*** PASSAGE TO READ Section Begins ***

Esolen uses his piece to mock the virtue signaling of our time, where our pieties cost us nothing:
we are not called to oppose, notionally, comfortably, the characteristic evils of other ages, basking in the glow of a righteousness that costs nothing. We are called to suffer in opposing the characteristic evils of our age. And we will not begin even to conceive of how such a thing is possible, if we do not obey an authority that transcends mankind.

He has in view the sexual revolution:
What is the public evil of our time? What single “good” will cost you the most, through public ridicule or persecution, if you reject it and act accordingly?
He highlights a particular instance of cowardice masquerading as bravery that caught my eye as well. A pastor in Rhode Island fired his music director for getting gay married with the full knowledge of parishioners. So the parishioners, to protest, sang "All Are Welcome" in place of the Creed. 

What struck me about their protest was not so much the empty "bravery" of it, but how unwittingly apt their chosen gesture is: "We easily jettison the actual precepts of faith by which Christ's disciples live in favor of a fuzzy feeling folk song of our choosing." 

Esolen heaps deserved scorn on such folk, who imagine they are being brave and defiant when they are actually being swept along by the currents of the time. But I think his earlier point is more important -- the part about how difficult it is to stand against evil -- and not just because of cowardice, but because the water you're swimming in is so hard to see. 

That is what frightens me most about more years of Progressive rule and what mystifies me about some of my Christian #nevertrump friends who think any of the Christian institutions from which they plan to mount their counter-assault on the culture will withstand another four or eight or twelve or sixteen years of HHS mandates and transgender bathroom rules and the like. I think most of us who write about these things now will not think the same with eight or twelve more years of this.

*** PASSAGE TO READ Section Ends ***

PROBLEMS TO SOLVE:
(A) From the passage about Esolen, pull out the text from "Esolen uses his" up to and including "and act accordingly?".
(B) Answer these questions from the passage about Esolen:
(i) In which state did the pastor fire his music director?
(ii) What song did the parishioners sing in place of the Creed?
(iii) What does Esolen have in view, according to the writer?
The lines come from a different source than the passage about Esolen.

*** MATERIAL SHOWN Section Begins ***

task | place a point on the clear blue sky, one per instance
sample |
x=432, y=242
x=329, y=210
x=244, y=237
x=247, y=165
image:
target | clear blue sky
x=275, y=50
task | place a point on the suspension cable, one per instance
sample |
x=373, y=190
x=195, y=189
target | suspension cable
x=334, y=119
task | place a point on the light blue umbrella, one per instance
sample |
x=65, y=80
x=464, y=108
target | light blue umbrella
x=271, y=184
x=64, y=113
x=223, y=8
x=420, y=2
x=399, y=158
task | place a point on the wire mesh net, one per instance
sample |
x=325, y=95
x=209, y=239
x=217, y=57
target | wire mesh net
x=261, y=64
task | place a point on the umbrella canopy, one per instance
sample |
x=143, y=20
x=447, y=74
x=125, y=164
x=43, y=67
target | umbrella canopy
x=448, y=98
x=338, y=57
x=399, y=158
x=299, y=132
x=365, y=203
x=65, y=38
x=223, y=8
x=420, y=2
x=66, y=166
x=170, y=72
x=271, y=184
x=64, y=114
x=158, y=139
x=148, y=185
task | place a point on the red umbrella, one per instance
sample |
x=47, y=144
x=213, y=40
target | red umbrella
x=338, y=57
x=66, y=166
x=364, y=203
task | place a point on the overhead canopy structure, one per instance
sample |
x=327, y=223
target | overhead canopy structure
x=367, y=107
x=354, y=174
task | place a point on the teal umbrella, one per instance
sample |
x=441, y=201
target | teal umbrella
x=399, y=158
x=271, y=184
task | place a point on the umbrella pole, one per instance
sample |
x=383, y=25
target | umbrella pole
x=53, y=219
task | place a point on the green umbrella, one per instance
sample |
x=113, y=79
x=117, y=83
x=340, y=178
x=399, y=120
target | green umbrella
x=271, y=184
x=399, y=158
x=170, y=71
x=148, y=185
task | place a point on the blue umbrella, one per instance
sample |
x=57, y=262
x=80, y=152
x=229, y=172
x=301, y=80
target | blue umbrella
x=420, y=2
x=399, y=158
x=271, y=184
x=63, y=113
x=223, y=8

*** MATERIAL SHOWN Section Ends ***
*** MATERIAL SHOWN Section Begins ***

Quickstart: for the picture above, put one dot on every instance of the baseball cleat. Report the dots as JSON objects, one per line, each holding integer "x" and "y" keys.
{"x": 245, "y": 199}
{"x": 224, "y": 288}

*** MATERIAL SHOWN Section Ends ***
*** MATERIAL SHOWN Section Begins ***

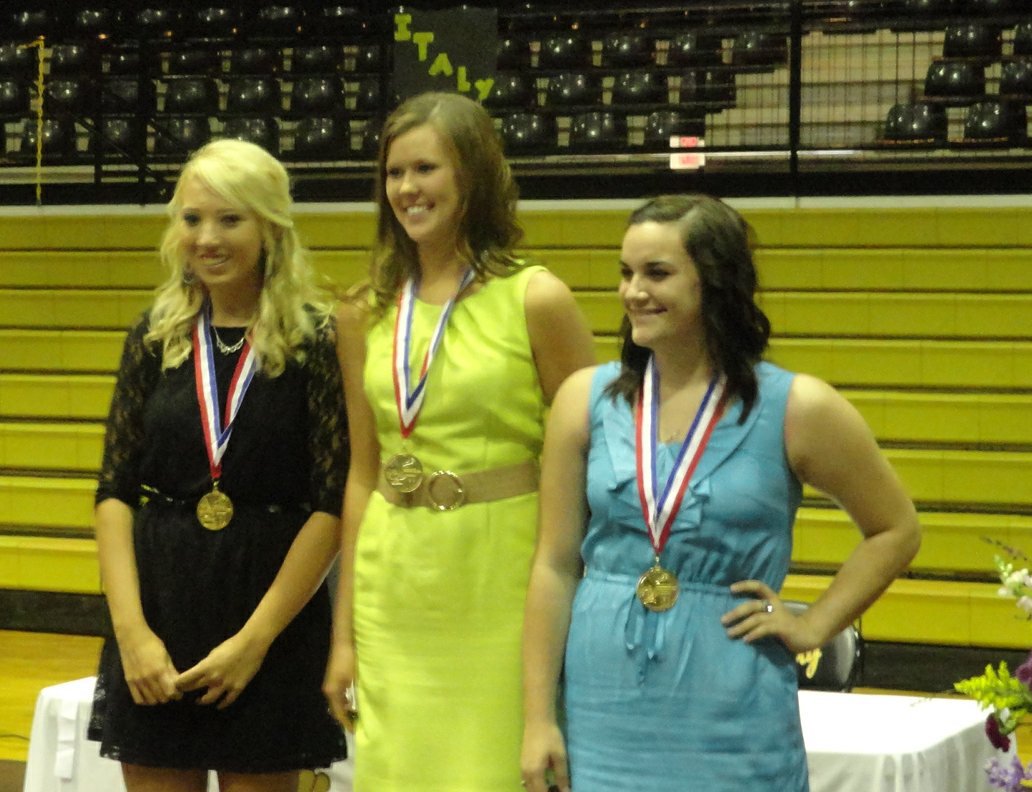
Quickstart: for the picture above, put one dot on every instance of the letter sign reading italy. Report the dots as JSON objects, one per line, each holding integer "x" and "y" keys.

*** MATERIAL SHOWN Section Ends ***

ANSWERS TO THE PROBLEMS:
(A)
Esolen uses his piece to mock the virtue signaling of our time, where our pieties cost us nothing:
we are not called to oppose, notionally, comfortably, the characteristic evils of other ages, basking in the glow of a righteousness that costs nothing. We are called to suffer in opposing the characteristic evils of our age. And we will not begin even to conceive of how such a thing is possible, if we do not obey an authority that transcends mankind.

He has in view the sexual revolution:
What is the public evil of our time? What single “good” will cost you the most, through public ridicule or persecution, if you reject it and act accordingly?

(B)
(i) Rhode Island
(ii) "All Are Welcome"
(iii) The sexual revolution